Texto da página:
Vice-diretora do Centro de Pesquisa em Álcool e Drogas do Hospital de Clínicas de Porto Alegre (HCPA), a psiquiatra Lisia von Diemen destaca que, entre os méritos do levantamento, estão a utilização de uma forma diferente de análise de dados, em relação ao que normalmente é feito, e a coleta de informações de fontes diversas, não só baseada no relato dos indivíduos (que costumam responder citando quantias abaixo do que de fato consomem).
— O mais importante deste estudo é mostrar que não temos embasamento científico para recomendar o uso de álcool para prevenir doenças do coração ou diabetes. Claramente, há uma diminuição para acidente vascular cerebral e infarto com dose baixa, só que, ao mesmo tempo, você tem um aumento de outros problemas relacionados ao álcool, como câncer e acidente de trânsito. O aumento de risco em outras áreas não compensa a diminuição de risco nessas áreas específicas — comenta Lisia, professora da Faculdade de Medicina da Universidade Federal do Rio Grande do Sul (UFRGS).

Dados armazenados:
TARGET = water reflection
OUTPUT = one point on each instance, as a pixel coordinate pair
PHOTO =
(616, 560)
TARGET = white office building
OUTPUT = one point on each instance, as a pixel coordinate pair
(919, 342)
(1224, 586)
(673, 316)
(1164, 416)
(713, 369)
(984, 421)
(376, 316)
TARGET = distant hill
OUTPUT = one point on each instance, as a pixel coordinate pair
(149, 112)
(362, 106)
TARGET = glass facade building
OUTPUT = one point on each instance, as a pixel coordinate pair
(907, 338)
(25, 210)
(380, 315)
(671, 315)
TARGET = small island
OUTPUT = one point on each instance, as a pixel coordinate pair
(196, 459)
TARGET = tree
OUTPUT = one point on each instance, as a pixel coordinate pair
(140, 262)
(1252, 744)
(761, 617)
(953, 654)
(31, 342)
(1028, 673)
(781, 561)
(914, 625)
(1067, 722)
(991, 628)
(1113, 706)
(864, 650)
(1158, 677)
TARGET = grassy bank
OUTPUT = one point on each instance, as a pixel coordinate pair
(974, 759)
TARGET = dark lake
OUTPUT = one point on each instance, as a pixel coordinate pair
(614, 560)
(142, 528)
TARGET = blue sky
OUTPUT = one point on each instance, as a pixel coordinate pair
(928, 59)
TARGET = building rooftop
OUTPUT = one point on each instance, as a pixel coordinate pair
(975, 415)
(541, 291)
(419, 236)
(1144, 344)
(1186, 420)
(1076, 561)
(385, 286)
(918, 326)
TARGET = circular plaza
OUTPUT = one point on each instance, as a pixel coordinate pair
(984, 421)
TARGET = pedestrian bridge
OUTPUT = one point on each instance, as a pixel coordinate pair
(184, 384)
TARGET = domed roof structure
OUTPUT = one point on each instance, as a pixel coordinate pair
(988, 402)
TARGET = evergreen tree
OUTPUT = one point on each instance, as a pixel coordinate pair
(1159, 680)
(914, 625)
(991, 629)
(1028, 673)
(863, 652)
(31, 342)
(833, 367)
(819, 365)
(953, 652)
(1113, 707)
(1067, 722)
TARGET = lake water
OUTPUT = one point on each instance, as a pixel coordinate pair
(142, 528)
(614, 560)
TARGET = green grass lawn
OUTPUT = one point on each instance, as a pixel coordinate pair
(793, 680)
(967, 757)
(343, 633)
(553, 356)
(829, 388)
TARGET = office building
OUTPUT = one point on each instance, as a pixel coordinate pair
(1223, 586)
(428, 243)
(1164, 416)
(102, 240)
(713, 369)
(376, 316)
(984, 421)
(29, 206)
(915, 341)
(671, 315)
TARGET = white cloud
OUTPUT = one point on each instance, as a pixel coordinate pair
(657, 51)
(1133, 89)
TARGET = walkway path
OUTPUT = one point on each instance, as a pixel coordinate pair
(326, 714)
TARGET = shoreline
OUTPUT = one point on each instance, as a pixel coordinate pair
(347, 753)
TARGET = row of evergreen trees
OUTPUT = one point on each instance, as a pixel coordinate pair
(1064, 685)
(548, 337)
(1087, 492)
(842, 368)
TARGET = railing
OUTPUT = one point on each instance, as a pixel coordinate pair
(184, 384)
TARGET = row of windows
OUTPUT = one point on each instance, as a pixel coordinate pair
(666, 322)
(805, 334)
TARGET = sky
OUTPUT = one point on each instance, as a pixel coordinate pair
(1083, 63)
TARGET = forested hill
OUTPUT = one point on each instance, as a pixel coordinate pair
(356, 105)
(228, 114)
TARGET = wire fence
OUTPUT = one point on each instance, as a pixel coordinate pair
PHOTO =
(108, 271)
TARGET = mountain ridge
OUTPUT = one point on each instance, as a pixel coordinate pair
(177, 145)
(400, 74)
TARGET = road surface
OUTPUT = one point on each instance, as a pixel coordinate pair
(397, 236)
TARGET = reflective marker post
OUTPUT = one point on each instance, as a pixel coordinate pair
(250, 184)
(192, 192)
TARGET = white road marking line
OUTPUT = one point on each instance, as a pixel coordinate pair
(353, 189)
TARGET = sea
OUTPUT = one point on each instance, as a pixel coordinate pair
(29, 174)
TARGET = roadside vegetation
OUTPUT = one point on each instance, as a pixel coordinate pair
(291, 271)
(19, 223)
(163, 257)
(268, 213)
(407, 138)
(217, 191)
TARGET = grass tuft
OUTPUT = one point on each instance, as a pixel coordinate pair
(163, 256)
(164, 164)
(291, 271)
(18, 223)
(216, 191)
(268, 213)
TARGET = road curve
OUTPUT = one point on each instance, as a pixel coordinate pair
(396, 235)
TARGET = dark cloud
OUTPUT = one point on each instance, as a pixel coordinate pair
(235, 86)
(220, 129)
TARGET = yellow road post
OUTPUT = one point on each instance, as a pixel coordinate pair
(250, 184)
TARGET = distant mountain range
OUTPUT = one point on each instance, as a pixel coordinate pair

O que fazer: Dê continuidade ao texto da página sobre os riscos do consumo de álcool, começando logo após a última frase.

Resposta da tarefa:
Informações mal interpretadas
A médica atenta para algumas avaliações equivocadas que circularam pela imprensa nos últimos dias. A conclusão de que "então qualquer nível de álcool é perigoso" não é embasada pelo artigo. Os próprios autores esclarecem que não foi possível avaliar diferentes padrões de consumo de álcool.
— O que está sendo dito é que não há razões para recomendar o uso de álcool para reduzir o risco cardiovascular porque há aumento do risco de outras doenças, mesmo no consumo moderado. Além disso, as quantidades de consumo de álcool sugeridas hoje como de baixo risco devem ser revistas, em função do aumento de risco de outras patologias — esclarece Lisia.
Há grande variação individual quanto aos potenciais malefícios da ingestão de bebida alcoólica, segundo a professora:
— Quem tem história familiar de alcoolismo, por exemplo, terá um risco maior de desenvolver um transtorno por uso de álcool, assim como quem tem história familiar de câncer. Como o risco é diferente de um indivíduo para outro, é importante que isso seja levado em conta quando se toma a decisão de consumir álcool ou não e qual o padrão de consumo.
Os cientistas envolvidos na pesquisa também reforçam a importância de políticas públicas que mirem na redução do consumo de bebida pela população. Medidas como aumento da taxação sobre a venda, regulação da propaganda e restrições na disponibilidade do produto são sugeridas.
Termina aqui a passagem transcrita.